### Given problem a
Gather every line of the listing that contains the string "green". Matches must have the same case.

### Supplied text
# Pricing & promoting?



## Daphne (Jul 8, 2012)

Got a few questions for pet mouse breeders and show mouse breeders who sell to the public on the side 

*1. Pricing:*
Does anyone have tips on pricing mice that are to be sold as pets? Obviously factors to be considered include demand for pet mice in the area and putting reptile owners off (no offence to people with reps, of course!), so how do you strike a balance between that? Also, would you suggest charging more for more interesting colours, charging less for bucks, offering deals on multiples, etc? I'd appreciate the opinions of those who have experience selling to the general public, as well as those who don't.

*2. Promotion:*
This one probably is aimed only at those who do sell to pet owners. How do you personally spread the word about your mice, especially to the kind of people who have never considered mice as a pet before? Word of mouth, adverts in shop windows/newspapers, social networks online, negotiating with pet shops, ads on classfieds sites, forums etc? I'm thinking more on the small scale, rather than those who breed dozens at a time and need a bigger influx of customers.

Thanks
- Daphne


----------



## Seafolly (Mar 13, 2012)

### Given problem b
Return the passage of the pet mouse pricing thread starting with "Got a few questions" and going on through "those who don't.", copied verbatim.

### Records for the exercise
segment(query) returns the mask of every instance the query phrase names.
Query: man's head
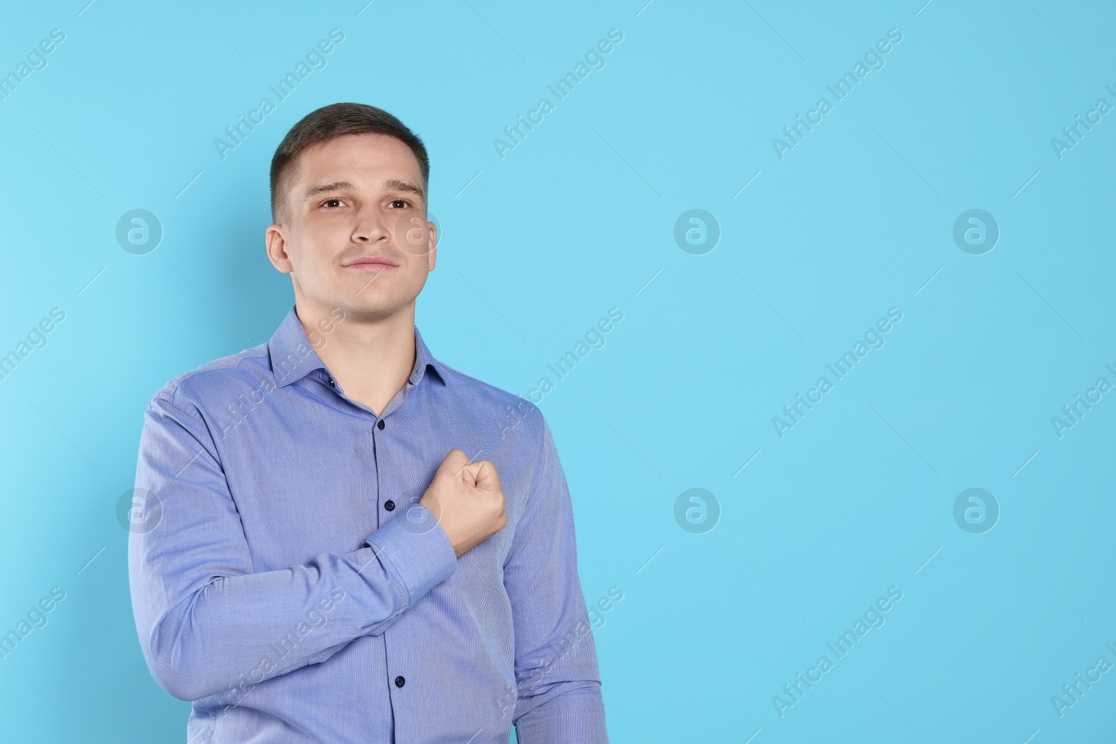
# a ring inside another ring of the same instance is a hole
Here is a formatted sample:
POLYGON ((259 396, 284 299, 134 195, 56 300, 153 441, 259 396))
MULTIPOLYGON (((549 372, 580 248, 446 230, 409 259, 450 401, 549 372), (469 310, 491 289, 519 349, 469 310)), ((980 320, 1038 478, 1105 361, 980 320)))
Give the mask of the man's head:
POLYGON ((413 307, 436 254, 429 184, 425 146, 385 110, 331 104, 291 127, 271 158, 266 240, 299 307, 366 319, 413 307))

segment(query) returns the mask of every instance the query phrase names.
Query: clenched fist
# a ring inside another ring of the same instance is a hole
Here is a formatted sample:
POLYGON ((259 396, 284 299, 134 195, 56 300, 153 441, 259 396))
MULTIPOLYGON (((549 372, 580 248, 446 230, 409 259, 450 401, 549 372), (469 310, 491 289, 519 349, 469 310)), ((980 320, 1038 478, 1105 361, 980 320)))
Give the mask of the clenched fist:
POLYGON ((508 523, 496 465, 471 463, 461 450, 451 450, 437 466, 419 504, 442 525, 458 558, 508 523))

---

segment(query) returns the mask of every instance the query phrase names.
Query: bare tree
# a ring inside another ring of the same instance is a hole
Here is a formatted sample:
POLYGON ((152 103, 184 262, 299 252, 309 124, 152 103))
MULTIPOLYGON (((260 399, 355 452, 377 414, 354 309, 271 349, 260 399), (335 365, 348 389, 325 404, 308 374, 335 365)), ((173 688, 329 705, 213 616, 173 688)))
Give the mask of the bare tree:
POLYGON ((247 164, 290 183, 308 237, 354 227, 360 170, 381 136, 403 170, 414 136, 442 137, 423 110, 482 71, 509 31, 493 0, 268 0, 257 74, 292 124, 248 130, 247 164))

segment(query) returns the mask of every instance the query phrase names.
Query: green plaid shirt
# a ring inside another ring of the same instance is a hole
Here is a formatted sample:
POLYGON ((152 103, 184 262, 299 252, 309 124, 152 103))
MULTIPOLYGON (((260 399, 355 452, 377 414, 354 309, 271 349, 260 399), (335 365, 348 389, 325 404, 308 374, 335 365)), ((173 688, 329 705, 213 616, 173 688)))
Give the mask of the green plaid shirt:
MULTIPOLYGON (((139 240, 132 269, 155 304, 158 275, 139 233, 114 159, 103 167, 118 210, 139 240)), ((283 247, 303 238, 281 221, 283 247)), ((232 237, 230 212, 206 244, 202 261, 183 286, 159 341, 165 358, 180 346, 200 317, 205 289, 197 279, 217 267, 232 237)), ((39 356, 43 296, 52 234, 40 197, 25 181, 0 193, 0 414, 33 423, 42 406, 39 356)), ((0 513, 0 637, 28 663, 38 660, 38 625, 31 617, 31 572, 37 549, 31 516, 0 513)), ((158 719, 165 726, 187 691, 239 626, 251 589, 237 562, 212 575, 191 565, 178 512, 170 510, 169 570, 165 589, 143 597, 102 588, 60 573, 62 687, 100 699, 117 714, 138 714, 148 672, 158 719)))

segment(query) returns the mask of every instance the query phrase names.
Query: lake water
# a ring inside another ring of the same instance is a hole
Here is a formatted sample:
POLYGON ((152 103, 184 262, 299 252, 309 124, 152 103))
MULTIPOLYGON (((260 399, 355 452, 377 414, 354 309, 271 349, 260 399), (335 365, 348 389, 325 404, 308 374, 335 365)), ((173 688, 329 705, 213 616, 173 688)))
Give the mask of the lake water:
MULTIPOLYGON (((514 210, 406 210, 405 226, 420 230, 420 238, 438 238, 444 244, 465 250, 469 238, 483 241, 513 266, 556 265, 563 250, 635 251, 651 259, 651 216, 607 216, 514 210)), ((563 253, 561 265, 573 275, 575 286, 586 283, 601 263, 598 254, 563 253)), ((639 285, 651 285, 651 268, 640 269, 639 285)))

### Finished answer a
Query: green plaid shirt
Give the mask of the green plaid shirt:

### Finished answer b
Got a few questions for pet mouse breeders and show mouse breeders who sell to the public on the side 

*1. Pricing:*
Does anyone have tips on pricing mice that are to be sold as pets? Obviously factors to be considered include demand for pet mice in the area and putting reptile owners off (no offence to people with reps, of course!), so how do you strike a balance between that? Also, would you suggest charging more for more interesting colours, charging less for bucks, offering deals on multiples, etc? I'd appreciate the opinions of those who have experience selling to the general public, as well as those who don't.